> _Tasks for this exercise_
(a) Answer these about the blog posts, one line each:
(i) What did the advert on the side of the cup left outside promote?
(ii) Which radio station was the writer listening to?
(iii) Which Larkin work was the writer reading on the tube?
(b) Can you rewrite the part of the blog posts that opens with the words "Cold eyes baby, and" and closes with "all your hopes.", switching "saxophone" to "trumpet"?

> _Selected text_
# # # # # # #
Thursday 29 March 2007

this is the story of the girl who could drink only tears

Where's the percentage in wishful thinking?
Rain in the doorway and a night
of drinking

with the falling patter on a dirty cup left
outside, nothing astonishing blazed across its side,
just an old advert
for an old chocolate bar
in faded type.

Dinner etiquette,
a two headed boy with a flittering fastening shyness
flowing round him, slicing through the
silence in the room, with no shadow anymore - just a bear
and his loss.

Devestating derivative ditties which the big bad beautiful you
have created in a room just for two.
Cold eyes baby, and there's
a saxophone solo playing just for you,
with a cup full of dregs and a bed full of
thoughts of

transistions
of us from our past to our memories.
How strange it is to be a stranger to you,
no longer sounding the only alarm that you sleep for.
The midnight sun hides all your hopes.

Wednesday 28 March 2007

our ashes will fly from the aeroplane over the sea

"my conclusion this summer
was there was much too much rain
so i ran off on thursday
with a dance troupe from spain
where wine, dance and music
is the name of the game
from bilbao to madrid
my mind ain't been the same"

heh - was listening to radio 6 and they were playing a studio session of 'Freckles' by Gorky's Zygotic Mynchi. I love it when you're reminded of songs you were one mad about. Is fun to get reacquainted with old things like that.

oh - i'm really not up to scratch on poetry at all but i've been making a bit of an effort lately and i'm kinda getting into some of it. picked up a compedium of Larkin's books and been reading 'The North Ship' on the tube and it's really awesome stuff - i mean i'd obviously heard of 'they fuck you up...' (just looked up the proper title which is apparently 'This Be The Verse') but i don't think i'd read much else. Heh - apparently he's influenced by Thomas Hardy - I've still not forgiven him the ending of Tess or Mayor of Casterbridge. May see if his poetry is any less suicide inspiring.
# # # # # # #
> _Collected data_
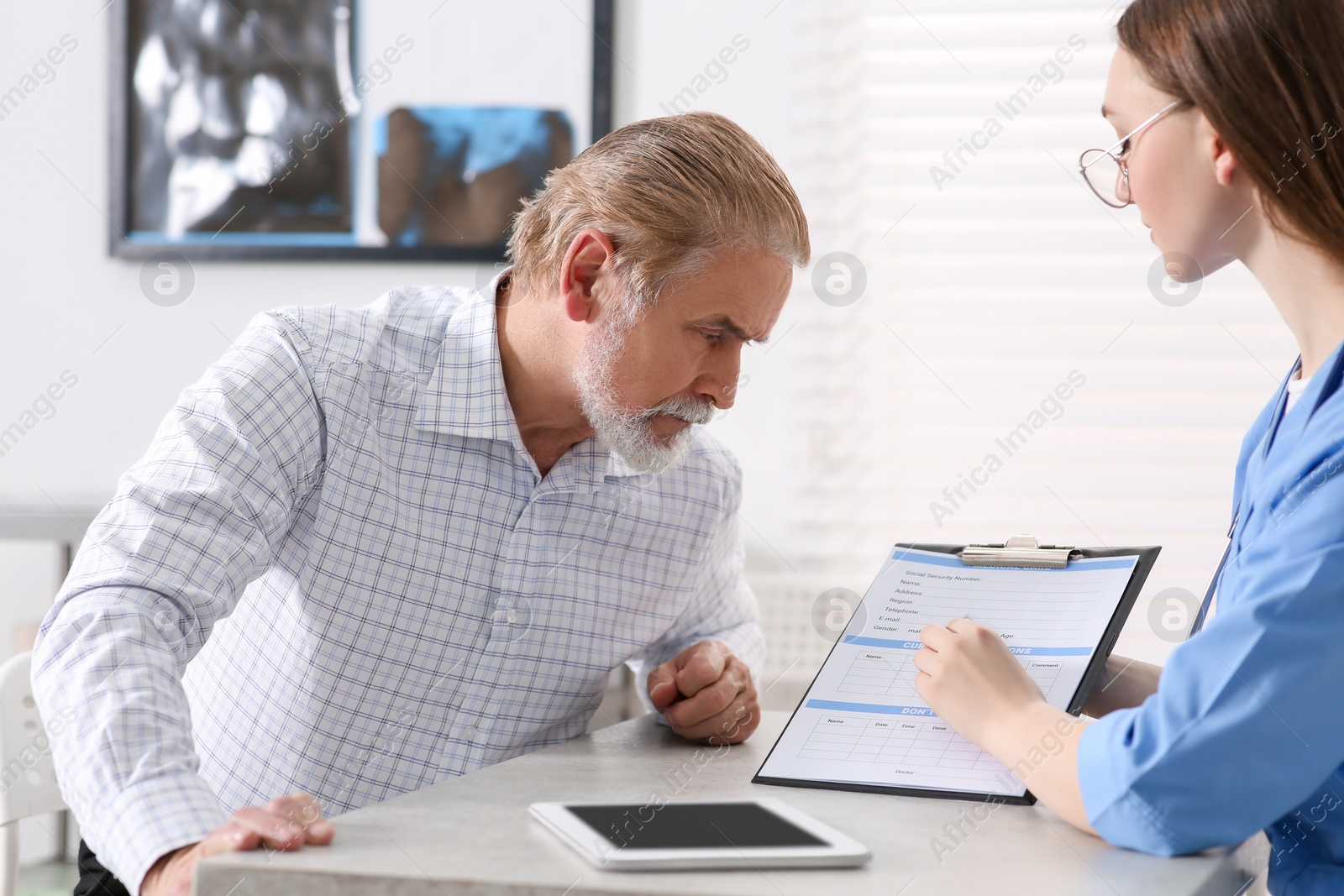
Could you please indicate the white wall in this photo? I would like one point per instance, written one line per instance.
# # # # # # #
> _Solution list_
(a)
(i) An old chocolate bar.
(ii) Radio 6.
(iii) 'The North Ship'.

(b)
Cold eyes baby, and there's
a trumpet solo playing just for you,
with a cup full of dregs and a bed full of
thoughts of

transistions
of us from our past to our memories.
How strange it is to be a stranger to you,
no longer sounding the only alarm that you sleep for.
The midnight sun hides all your hopes.